§ **Consigne 1**: Présentez, s'il vous plaît, les lignes fournies après l'extrait sous forme de tableau Markdown à deux colonnes, « N° » et « Ligne », en omettant les lignes vides.

- - - - - - -

Ce sont donc ces « institutions » qui tiennent le sceptre qui a tout moment peut s’abattre sur nos têtes. Nos impôts payent ces experts pour noter nos obligations d’Etat et pour qu’ils puissent nous expliquer qu’aujourd’hui, il serait temps de couper dans nos dépenses sociales pour que ce manège puisse continuer impunément.

Sauf qu’ils n’évoquent évidemment pas la loi Pompidou-Giscard de janvier 1973, prise comme un pré-requis indiscutable, mais se contentent de déplorer que notre dette (qui augmente de fait mécaniquement) ne soit pas d’une manière ou d’une autre compensée par la faible croissance de notre PIB. On sait pourtant que depuis 1973, les intérêts que nous payons aux banques privées à qui nous avons délégué notre planche à billets ont creusé de manière démesurée notre déficit. Motus et bouche cousue ! L’argument soi-disant définitif pour la défense de cette loi (entérinée à l’échelle européenne dans l’article 104 du Traité de Maastricht) est que la planche à billet publique donnerait de l’inflation. Pas la planche à billet privée ? L’inflation a-t-elle disparu depuis 1973 ? J’attends avec impatience celui qui m’expliquera ce non-sens absolu et malhonnête.

- - - - - - -

§ **Consigne 2**: Reproduisez l'extrait ci-dessus en entier, à l'identique.

- - - - - - -

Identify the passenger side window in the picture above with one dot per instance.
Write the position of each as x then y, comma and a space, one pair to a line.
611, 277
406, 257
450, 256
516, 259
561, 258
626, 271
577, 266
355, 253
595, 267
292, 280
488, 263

- - - - - - -

§ **Réponse attendue 1**:
| N° | Ligne |
|---|---|
| 1 | Identify the passenger side window in the picture above with one dot per instance. |
| 2 | Write the position of each as x then y, comma and a space, one pair to a line. |
| 3 | 611, 277 |
| 4 | 406, 257 |
| 5 | 450, 256 |
| 6 | 516, 259 |
| 7 | 561, 258 |
| 8 | 626, 271 |
| 9 | 577, 266 |
| 10 | 355, 253 |
| 11 | 595, 267 |
| 12 | 292, 280 |
| 13 | 488, 263 |

§ **Réponse attendue 2**:
Ce sont donc ces « institutions » qui tiennent le sceptre qui a tout moment peut s’abattre sur nos têtes. Nos impôts payent ces experts pour noter nos obligations d’Etat et pour qu’ils puissent nous expliquer qu’aujourd’hui, il serait temps de couper dans nos dépenses sociales pour que ce manège puisse continuer impunément.

Sauf qu’ils n’évoquent évidemment pas la loi Pompidou-Giscard de janvier 1973, prise comme un pré-requis indiscutable, mais se contentent de déplorer que notre dette (qui augmente de fait mécaniquement) ne soit pas d’une manière ou d’une autre compensée par la faible croissance de notre PIB. On sait pourtant que depuis 1973, les intérêts que nous payons aux banques privées à qui nous avons délégué notre planche à billets ont creusé de manière démesurée notre déficit. Motus et bouche cousue ! L’argument soi-disant définitif pour la défense de cette loi (entérinée à l’échelle européenne dans l’article 104 du Traité de Maastricht) est que la planche à billet publique donnerait de l’inflation. Pas la planche à billet privée ? L’inflation a-t-elle disparu depuis 1973 ? J’attends avec impatience celui qui m’expliquera ce non-sens absolu et malhonnête.